§ **Votre travail**
1) Répondez à ces questions sur l'entretien :
(a) En quelle année Laurent PIETRASZEWSKI est-il né, d'après Guillaume DURAND ?
(b) Dans quelle université a-t-il fait ses études d'économie ?
(c) Qui a proposé de réunir une Conférence sur le financement du système de retraite ?
2) Recopiez l'entretien depuis « -Chronique de Guillaume » jusqu'à « avec la CFDT ? », en substituant « très complexe » à « ultra-complexe ».

§ **Extrait**
★ ★ ★

LAURENT PIETRASZEWSKI
Bonjour Guillaume DURAND.

GUILLAUME DURAND
Un petit mot de présentation. Vous êtes né en 1966, si ma mémoire est bonne. Vous êtes né à Saint-Denis, vous avez fait des études d'économie dans la belle Université de Lille 1 et vous êtes député de la 11ème circonscription du Nord, avant d'avoir repris donc ce dossier qui est extrêmement brûlant, avec un rendez-vous crucial ce matin. Justement, ce rendez-vous, si j'ai dit une erreur ou prononcé un mot de travers, vous n'hésitez pas, et nous allons évidemment converser tout à l'heure.

-Chronique de Guillaume TABARD-

GUILLAUME DURAND
Laurent PIETRASZEWSKI, donc, rebonjour. Les questions sont à la fois factuelles et les questions sont de fond, c'est un dossier qui est ultra-complexe. La retraite c'est quelque chose qui est souvent bouleversant, compliqué à assumer et à expliquer, pour tous les gens qui sont concernés, c'est-à-dire nous tous, les Français. Première question toute simple : est-ce que vous avez une idée de la date de cette fameuse conférence de Presse, ou cette conférence sur les retraites, sur laquelle vous pourriez vous mettre d'accord avec la CFDT ?

LAURENT PIETRASZEWSKI
Guillaume DURAND, le Premier ministre vient de s'exprimer, vous l'avez d'ailleurs vous-même passé là, il y a quelques instants à l'antenne. Cette proposition de Laurent BERGER de réunir une Conférence sur le financement de notre système de retraite, c'est une bonne idée, le Premier ministre prend cette idée, va échanger avec les partenaires sociaux – et j'y serai également avec Agnès BUZYN, Muriel PENICAUD et Olivier DUSSOPT tout à l'heure au ministère du Travail – a proposé une méthode, on va lui laisser la possibilité de le faire tranquillement avec les partenaires sociaux.

★ ★ ★

§ **Données**

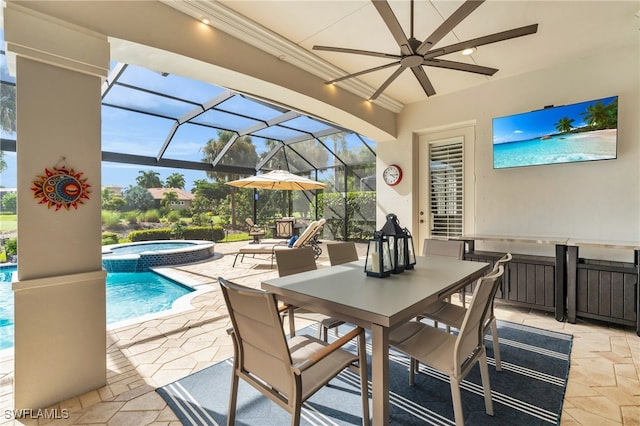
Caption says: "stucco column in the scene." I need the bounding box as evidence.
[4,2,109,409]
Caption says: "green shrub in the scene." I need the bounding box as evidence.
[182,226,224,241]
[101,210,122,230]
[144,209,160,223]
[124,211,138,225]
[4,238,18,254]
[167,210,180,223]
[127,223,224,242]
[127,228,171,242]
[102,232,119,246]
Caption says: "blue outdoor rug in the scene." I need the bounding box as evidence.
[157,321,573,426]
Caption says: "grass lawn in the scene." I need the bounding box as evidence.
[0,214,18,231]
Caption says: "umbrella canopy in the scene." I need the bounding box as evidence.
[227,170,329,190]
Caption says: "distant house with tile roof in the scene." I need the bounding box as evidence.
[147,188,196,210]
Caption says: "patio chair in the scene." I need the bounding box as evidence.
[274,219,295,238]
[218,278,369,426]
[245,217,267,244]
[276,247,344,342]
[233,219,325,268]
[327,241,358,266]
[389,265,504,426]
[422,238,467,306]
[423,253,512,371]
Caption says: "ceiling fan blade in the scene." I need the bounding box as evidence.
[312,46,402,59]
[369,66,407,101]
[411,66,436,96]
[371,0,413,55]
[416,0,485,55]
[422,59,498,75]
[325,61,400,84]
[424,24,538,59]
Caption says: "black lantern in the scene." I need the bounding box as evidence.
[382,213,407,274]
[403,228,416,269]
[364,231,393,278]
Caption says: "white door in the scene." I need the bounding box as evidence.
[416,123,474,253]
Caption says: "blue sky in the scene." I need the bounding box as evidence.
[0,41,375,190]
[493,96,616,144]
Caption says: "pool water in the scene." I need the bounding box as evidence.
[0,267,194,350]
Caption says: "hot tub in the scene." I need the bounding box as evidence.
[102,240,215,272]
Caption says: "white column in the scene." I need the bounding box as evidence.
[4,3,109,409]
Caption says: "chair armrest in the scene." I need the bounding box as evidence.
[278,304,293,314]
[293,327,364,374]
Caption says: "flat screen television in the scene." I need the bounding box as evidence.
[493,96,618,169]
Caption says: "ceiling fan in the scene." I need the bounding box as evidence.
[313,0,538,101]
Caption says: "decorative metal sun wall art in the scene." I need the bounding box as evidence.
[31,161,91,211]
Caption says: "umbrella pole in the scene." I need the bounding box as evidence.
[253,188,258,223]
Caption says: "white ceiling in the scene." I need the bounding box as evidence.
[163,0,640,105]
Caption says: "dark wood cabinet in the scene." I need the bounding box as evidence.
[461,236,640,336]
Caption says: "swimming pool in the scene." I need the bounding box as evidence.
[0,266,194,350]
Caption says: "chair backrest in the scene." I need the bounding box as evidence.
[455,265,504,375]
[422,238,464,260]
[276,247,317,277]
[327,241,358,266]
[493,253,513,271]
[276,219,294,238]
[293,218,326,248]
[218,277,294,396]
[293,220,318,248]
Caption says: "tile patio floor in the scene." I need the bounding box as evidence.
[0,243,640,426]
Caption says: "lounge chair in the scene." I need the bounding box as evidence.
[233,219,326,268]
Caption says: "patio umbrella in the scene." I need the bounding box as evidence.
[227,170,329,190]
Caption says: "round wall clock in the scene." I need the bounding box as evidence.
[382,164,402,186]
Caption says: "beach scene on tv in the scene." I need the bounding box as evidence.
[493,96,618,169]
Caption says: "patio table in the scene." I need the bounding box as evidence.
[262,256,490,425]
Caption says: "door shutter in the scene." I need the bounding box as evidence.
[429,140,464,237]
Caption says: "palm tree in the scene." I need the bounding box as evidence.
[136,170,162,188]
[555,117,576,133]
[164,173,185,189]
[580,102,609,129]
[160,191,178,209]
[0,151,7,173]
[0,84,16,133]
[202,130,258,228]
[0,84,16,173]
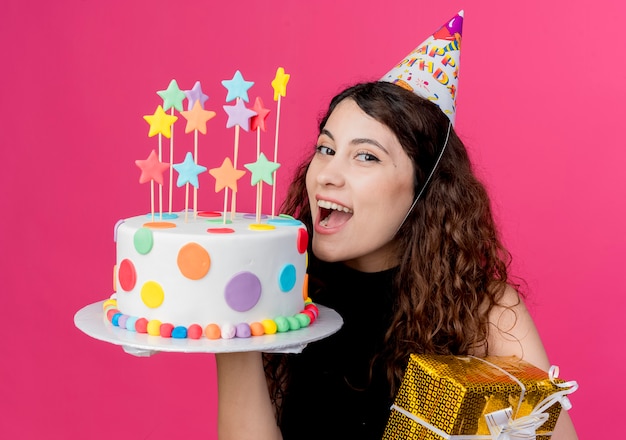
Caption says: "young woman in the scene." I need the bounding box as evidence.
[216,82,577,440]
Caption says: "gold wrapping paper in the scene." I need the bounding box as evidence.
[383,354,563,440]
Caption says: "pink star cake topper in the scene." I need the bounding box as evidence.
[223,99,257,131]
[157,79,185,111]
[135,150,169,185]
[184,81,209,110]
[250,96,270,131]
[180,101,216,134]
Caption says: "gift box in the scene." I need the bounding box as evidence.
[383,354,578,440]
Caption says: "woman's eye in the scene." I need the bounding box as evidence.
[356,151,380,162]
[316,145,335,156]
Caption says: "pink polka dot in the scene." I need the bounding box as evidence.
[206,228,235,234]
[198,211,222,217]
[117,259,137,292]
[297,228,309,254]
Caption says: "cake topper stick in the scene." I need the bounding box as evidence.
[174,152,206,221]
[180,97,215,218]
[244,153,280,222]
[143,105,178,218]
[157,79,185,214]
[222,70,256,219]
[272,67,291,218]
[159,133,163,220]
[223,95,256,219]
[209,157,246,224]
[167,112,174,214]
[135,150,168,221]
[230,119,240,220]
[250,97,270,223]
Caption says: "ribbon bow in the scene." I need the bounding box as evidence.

★ ★ ★

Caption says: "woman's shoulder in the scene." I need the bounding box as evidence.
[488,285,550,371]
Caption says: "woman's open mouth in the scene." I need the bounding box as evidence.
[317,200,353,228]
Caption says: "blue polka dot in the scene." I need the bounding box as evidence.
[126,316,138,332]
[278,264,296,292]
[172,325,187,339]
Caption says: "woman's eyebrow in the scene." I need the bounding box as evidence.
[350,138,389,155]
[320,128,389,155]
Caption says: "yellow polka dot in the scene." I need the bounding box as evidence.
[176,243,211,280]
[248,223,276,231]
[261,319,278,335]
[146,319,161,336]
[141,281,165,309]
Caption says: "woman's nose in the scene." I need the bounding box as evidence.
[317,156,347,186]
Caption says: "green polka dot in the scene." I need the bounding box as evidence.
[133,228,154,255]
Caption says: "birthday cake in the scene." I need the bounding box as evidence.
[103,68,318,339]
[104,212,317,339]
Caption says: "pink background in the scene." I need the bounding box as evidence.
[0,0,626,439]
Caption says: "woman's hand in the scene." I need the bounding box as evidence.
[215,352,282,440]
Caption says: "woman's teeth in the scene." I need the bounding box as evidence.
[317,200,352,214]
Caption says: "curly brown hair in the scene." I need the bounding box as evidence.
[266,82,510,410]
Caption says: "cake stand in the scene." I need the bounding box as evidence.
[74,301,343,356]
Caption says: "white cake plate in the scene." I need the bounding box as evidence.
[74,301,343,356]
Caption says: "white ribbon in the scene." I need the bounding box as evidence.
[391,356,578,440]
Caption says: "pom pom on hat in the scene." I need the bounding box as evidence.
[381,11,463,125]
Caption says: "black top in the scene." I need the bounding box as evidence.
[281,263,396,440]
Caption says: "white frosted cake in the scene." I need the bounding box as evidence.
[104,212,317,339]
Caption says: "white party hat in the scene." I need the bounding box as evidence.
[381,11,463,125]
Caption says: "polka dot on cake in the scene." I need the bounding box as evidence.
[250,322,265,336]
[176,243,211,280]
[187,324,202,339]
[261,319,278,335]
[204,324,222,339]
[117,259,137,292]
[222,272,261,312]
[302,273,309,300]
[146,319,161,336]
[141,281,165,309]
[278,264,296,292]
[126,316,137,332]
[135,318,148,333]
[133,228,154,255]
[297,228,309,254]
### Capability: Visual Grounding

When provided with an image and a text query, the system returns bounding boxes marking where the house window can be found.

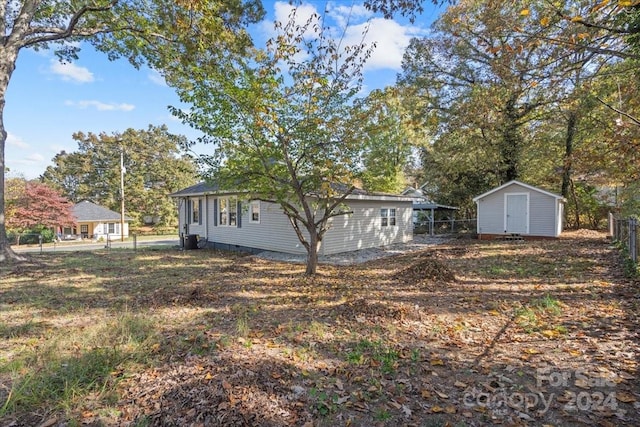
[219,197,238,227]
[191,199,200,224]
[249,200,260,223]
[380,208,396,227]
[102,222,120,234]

★ ★ ★

§ **Corrigé**
1)
(a) En 1966.
(b) À l'Université de Lille 1.
(c) Laurent BERGER.

2)
-Chronique de Guillaume TABARD-

GUILLAUME DURAND
Laurent PIETRASZEWSKI, donc, rebonjour. Les questions sont à la fois factuelles et les questions sont de fond, c'est un dossier qui est très complexe. La retraite c'est quelque chose qui est souvent bouleversant, compliqué à assumer et à expliquer, pour tous les gens qui sont concernés, c'est-à-dire nous tous, les Français. Première question toute simple : est-ce que vous avez une idée de la date de cette fameuse conférence de Presse, ou cette conférence sur les retraites, sur laquelle vous pourriez vous mettre d'accord avec la CFDT ?